◆ **Texto apresentado**:
□ □ □ □ □ □ □
A vitória especial do dr. Enã

Se para todos os formandos de Medicina, a diplomação – depois de tanto esforço e
anos de estudo – é a celebração de uma grande vitória, para Enã Rezende, 26 anos, esse momento foi particularmente especial, importante e comemorado. Afinal, quando
criança, uma professora chegou a dizer que ele não poderia sequer se alfabetizar. Portador de Transtorno do Espectro Autista (TEA) leve, Enã, com o apoio de sua mãe e de toda a família, não apenas se alfabetizou como nunca teve uma reprovação escolar, conseguindo realizar o sonho de ser médico que o acompanhava desde a morte do pai, quando tinha sete anos.

Enã formou-se em 15 de janeiro deste ano, pela Faculdade de Medicina da Universidade de Cuiabá (Unic), no Mato Grosso. De Rondonópolis, no mesmo Estado, onde vivia com a família, ele se mudou para a capital matogrossense para poder cursar a faculdade, morando sozinho e adquirindo mais independência e autonomia. Além da paixão pela Medicina, sempre foi um leitor ávido, escreve artigos, crônicas e poesias, e gosta de desenhar e jogar xadrez.

O bullying e as incompreensões que sofreu desde a infância nunca o fizeram pensar em desistir do sonho de ser médico. Com a certeza de quem está atingindo seus objetivos, ele diz aos que enfrentam dificuldades na busca de seus ideais: "não desistam, levantem a cabeça, lutem, corram atrás de seus sonhos. Haverá dificuldades, mas elas não os tornam incapazes". E cita Fernando Pessoa: "Pedras no caminho, guardo todas, um dia vou construir um castelo".

"Espero ser um médico preocupado com o lado humano e nunca me permitir ser dominado pela arrogância"

Ser — Quando surgiu seu interesse pela Medicina?
□ □ □ □ □ □ □
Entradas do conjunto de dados

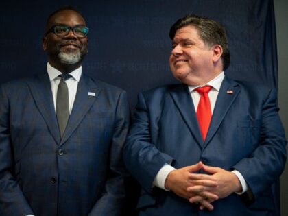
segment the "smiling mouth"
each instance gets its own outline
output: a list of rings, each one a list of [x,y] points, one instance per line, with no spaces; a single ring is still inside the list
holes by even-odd
[[[187,62],[188,62],[188,61],[186,60],[176,60],[175,62],[175,64],[176,64],[178,63]]]
[[[75,44],[72,44],[72,43],[67,43],[67,44],[64,44],[61,45],[61,47],[65,47],[65,48],[69,48],[69,49],[79,49],[79,46],[77,46]]]

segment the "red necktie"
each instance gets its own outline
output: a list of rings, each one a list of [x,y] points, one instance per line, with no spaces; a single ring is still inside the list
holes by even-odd
[[[195,89],[200,94],[201,97],[197,108],[197,118],[198,119],[199,125],[200,126],[203,140],[205,141],[209,128],[210,121],[211,121],[212,112],[211,105],[210,104],[208,93],[212,86],[205,86]]]

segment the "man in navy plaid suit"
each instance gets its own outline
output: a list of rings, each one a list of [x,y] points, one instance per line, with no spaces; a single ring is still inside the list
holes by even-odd
[[[47,71],[1,86],[1,216],[121,215],[127,97],[82,73],[88,32],[75,9],[54,12],[43,40]],[[62,73],[70,74],[64,81],[69,115],[60,133]]]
□ □ □ □ □ □ □
◆ **Atividades propostas**:
1 > Responda com base no texto sobre Enã Rezende:
(a) Em que data e por qual faculdade Enã se formou?
(b) Com que idade ele perdeu o pai?
(c) Que poeta ele cita?
2 > Escreva a continuação do texto sobre Enã Rezende, começando logo após a pergunta "Quando surgiu seu interesse pela Medicina?".
As linhas não são necessárias para resolver as atividades.

◆ **Respostas dos exercícios**:
1 >
(a) Em 15 de janeiro deste ano, pela Faculdade de Medicina da Universidade de Cuiabá (Unic).
(b) Aos sete anos.
(c) Fernando Pessoa.

2 >
Enã — Meu pai faleceu quando eu tinha sete anos e isso me levou a questionar, principalmente, o fato de outras crianças terem pai ou não. A partir daí comecei a me interessar por medicina. Com dez anos de idade, um manual de primeiros socorros que li no carro reforçou meu interesse de querer fazer o bem e ajudar o próximo. O manual
daquela época estava cheio de condutas que não utilizamos mais nos primeiros socorros, porém, vi nele os meios de poder salvar a vida de pessoas.

Ser — O que o encanta na medicina? Que tipo de médico você quer ser?

Enã — Acredito muito em Deus e vejo o homem como sendo criação Dele, com suas complexidades. O fato de estar lidando diretamente com a criação de Deus é algo que
por si só já me fascina. Espero ser um médico preocupado com o lado humano e nunca me permitir ser dominado pela arrogância. Tenho uma coletânea de profissionais que
admiro, entre eles Ambroise Paré, cirurgião francês do século 14, que se caracterizou tanto por suas proezas quanto por sua humildade. Quando alcançava o sucesso em
um tratamento e o parabenizavam ele costumava dizer a seguinte frase: “Eu o tratei, Deus o curou.”

Ser — Quais são suas expectativas para o futuro?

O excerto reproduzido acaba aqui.